(Dataset entries)
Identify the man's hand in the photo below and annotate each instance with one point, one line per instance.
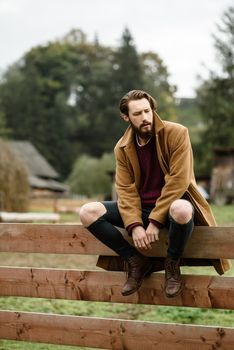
(152, 232)
(140, 238)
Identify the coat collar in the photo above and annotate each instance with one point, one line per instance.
(128, 136)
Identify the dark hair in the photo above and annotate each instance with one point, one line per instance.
(135, 95)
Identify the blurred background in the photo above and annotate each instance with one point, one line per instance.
(64, 66)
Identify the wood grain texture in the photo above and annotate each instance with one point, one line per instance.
(206, 242)
(111, 333)
(199, 291)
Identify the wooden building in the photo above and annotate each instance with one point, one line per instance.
(43, 178)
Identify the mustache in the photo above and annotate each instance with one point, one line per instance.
(145, 124)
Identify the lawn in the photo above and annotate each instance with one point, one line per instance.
(224, 216)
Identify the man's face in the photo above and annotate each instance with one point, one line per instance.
(140, 116)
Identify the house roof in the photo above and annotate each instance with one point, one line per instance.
(35, 163)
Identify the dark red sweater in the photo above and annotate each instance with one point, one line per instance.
(152, 177)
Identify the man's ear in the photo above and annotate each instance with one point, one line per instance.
(125, 117)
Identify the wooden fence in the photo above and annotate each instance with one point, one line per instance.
(200, 291)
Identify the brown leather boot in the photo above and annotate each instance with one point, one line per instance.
(173, 281)
(138, 267)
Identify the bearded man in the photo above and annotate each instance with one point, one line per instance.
(155, 187)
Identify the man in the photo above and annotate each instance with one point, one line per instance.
(156, 187)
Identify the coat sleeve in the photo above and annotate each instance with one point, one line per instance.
(129, 202)
(178, 179)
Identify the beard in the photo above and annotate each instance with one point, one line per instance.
(143, 134)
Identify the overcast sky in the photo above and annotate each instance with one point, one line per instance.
(180, 31)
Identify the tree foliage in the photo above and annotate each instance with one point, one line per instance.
(63, 96)
(215, 95)
(92, 176)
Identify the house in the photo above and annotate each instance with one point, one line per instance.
(43, 178)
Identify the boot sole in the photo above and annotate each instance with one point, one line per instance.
(147, 273)
(177, 293)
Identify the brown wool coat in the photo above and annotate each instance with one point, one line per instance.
(176, 160)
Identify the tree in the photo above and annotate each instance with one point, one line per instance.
(14, 184)
(63, 96)
(156, 83)
(215, 95)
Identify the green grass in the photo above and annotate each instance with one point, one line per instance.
(224, 216)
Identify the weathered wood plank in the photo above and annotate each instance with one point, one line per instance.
(110, 333)
(206, 242)
(28, 217)
(200, 291)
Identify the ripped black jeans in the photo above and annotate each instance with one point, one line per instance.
(104, 229)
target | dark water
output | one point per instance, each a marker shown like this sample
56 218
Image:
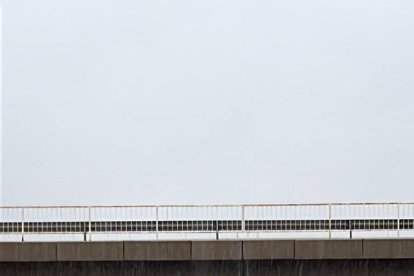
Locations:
260 268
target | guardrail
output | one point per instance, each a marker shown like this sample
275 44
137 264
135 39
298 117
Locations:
330 219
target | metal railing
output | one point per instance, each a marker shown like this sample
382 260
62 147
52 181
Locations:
244 220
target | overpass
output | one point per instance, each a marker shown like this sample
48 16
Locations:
308 239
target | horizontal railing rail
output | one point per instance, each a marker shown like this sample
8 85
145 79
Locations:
247 218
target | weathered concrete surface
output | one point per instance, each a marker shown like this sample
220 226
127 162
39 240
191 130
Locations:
27 252
90 251
328 249
216 250
388 249
268 250
157 251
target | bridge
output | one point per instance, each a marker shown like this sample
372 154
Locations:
230 239
88 223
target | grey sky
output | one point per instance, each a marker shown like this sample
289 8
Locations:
150 102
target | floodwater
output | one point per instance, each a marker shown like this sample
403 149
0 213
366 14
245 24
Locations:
260 268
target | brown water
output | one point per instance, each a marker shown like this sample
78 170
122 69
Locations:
259 268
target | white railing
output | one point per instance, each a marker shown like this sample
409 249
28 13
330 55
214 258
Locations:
336 220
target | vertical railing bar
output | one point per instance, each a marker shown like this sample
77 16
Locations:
243 219
330 220
156 222
22 224
90 223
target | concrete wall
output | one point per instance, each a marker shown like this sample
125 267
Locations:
157 251
207 250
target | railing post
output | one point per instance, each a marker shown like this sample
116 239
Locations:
330 220
156 222
90 223
398 220
22 224
243 220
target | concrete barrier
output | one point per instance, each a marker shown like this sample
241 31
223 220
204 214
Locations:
90 251
27 252
216 250
328 249
268 250
157 251
207 250
388 249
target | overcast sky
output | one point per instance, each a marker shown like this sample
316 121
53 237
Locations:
187 101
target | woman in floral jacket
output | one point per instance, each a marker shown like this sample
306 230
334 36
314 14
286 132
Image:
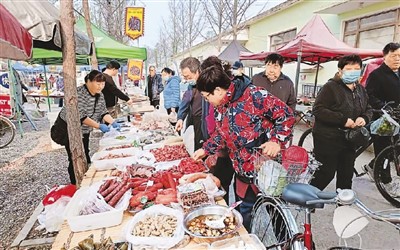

* _INSTRUCTIONS FOR THE TASK_
Each record must be repeated exactly, and no picture may be carried over.

* _ANSWER BOX_
Identify the man's hand in the photo below and annotate each instance with one point, one line per instance.
(152, 232)
(140, 238)
Identify the coat collar in the photo above and annotate each instance with one point, one line per instance.
(128, 136)
Identify the dark hair in the photo above and annotate each instance with one point, one line per instance.
(135, 95)
Identify the blurred background in the photo above and annotate each instance with one point, one line per instance.
(64, 66)
Identify the wood grain texture in the photo above and annotate each instance with one point, one line per instance.
(206, 242)
(111, 333)
(199, 291)
Identify the wooden building in the photo above and annotate each instance with one point, one line per instance.
(43, 178)
Identify the mustache in the photo above and annotate each instance with one point, one line per instance.
(145, 124)
Identify the lawn in the photo above and annotate each instance with one point, one line per instance.
(224, 216)
Identify the man's face in the photo above and annotate each instance with one point, one line per instance.
(140, 116)
Identify the house roof in the photo above and annotate each instance with one point, one line per instance.
(35, 163)
Identify the dark red sweater in the photo above and annotate each instance with one point, one line per instance.
(152, 177)
Identify the man's ear in the photo above and annotate each instance with one point, one line per instance.
(125, 117)
Identify the wooden fence in the photo above and annotate each instance with one point, one line per instance.
(200, 291)
Identify the brown leather boot in the photo above and annotate each instance with one point, one line per instance.
(173, 281)
(138, 267)
Identify the bearded man in the photo above and annotate each instance with one point, one line per instance.
(155, 187)
Identify the man in the photo above and annotate each instance with one point, one line per instance.
(156, 187)
Identify the coat sleeve in the photo above and annotate each instance with one point, one line per instance.
(129, 202)
(178, 179)
Identify the beard in the photo above and annotate each instance with one point, one line per instance.
(143, 134)
Identify the overcast sky in the photo above and annotate each instance with one point, one line per instance.
(180, 31)
Identify the tree foliage in the photo above and annotate each instance with one point, one line per instance.
(63, 96)
(215, 95)
(92, 176)
Identify the house in the photo above and annotate each instance with one point, one line per instance.
(43, 178)
Identify the boot sole in the photo above and annotate each instance with one point, one line per instance.
(147, 273)
(177, 293)
Identify the brown wool coat in the photo above and annotate each instance with one point, one line per instance.
(176, 160)
Identify the tree in the photo above and annotate each instance with one point, one line per instance.
(14, 184)
(63, 96)
(156, 83)
(215, 95)
Identify the green grass in the photo above and annotate each instance with one point, one line per instance.
(224, 216)
Identify the weathered wood plank in the photo above and annotate each instance with one point, one line per instance.
(110, 333)
(206, 242)
(28, 217)
(200, 291)
Identify the ripped black jeans in the photo above and annotate each instance with one point, one line per instance.
(104, 229)
target | dark water
output | one point per instance, each a marker shown like this sample
56 218
Image:
Locations:
260 268
target | guardrail
output | one point per instance, each a marker shown like this sample
275 44
137 264
135 39
298 117
Locations:
330 219
target | metal railing
output | one point per instance, each a marker shown like this sample
382 260
62 147
52 181
Locations:
244 220
target | overpass
output | one point per instance, each a marker shown like this sample
48 16
Locations:
308 239
target | horizontal railing rail
output | one point per instance, each a marker shown like this sample
8 85
145 79
Locations:
247 218
target | weathered concrete surface
output | one point per instance, each a marker shown like this sample
220 226
127 162
39 240
191 130
Locations:
27 252
90 251
328 249
216 250
388 249
268 250
157 251
target | bridge
output | one point per instance, each a marker shown like this sample
372 154
Locations:
230 239
88 223
target | grey sky
output | one point per instance, each a marker shown like this sample
289 8
Locations:
150 102
target | floodwater
output | one point per instance, each a marker shown like this sample
403 149
0 213
366 14
245 24
Locations:
260 268
target | brown water
output | one point per instance, each a marker shown like this sample
78 170
122 69
Locations:
259 268
target | white railing
output | one point per instance, each a marker shown like this sample
409 249
28 13
330 55
214 258
Locations:
336 220
target | vertical railing bar
output | one point per instance, each a marker shown like this sample
77 16
Locations:
243 219
330 220
156 222
22 224
90 223
target | concrete wall
output | one point per instance, each a marker shown like this sample
125 267
Locations:
157 251
207 250
target | railing post
output | one point per instance, each a marker shown like this sample
116 239
Locations:
330 220
156 222
90 223
398 220
22 224
243 220
target | concrete barrier
output | one point per instance, each a marker shown like this sample
241 31
223 220
204 214
Locations:
90 251
27 252
216 250
328 249
268 250
157 251
207 250
388 249
target | overcast sky
output | one point per instance, each a marker shown like this sample
316 121
53 237
Locations:
187 101
target | woman in floral jacket
output | one point per instance, each a marker shown like this sample
306 230
334 36
314 14
286 132
Image:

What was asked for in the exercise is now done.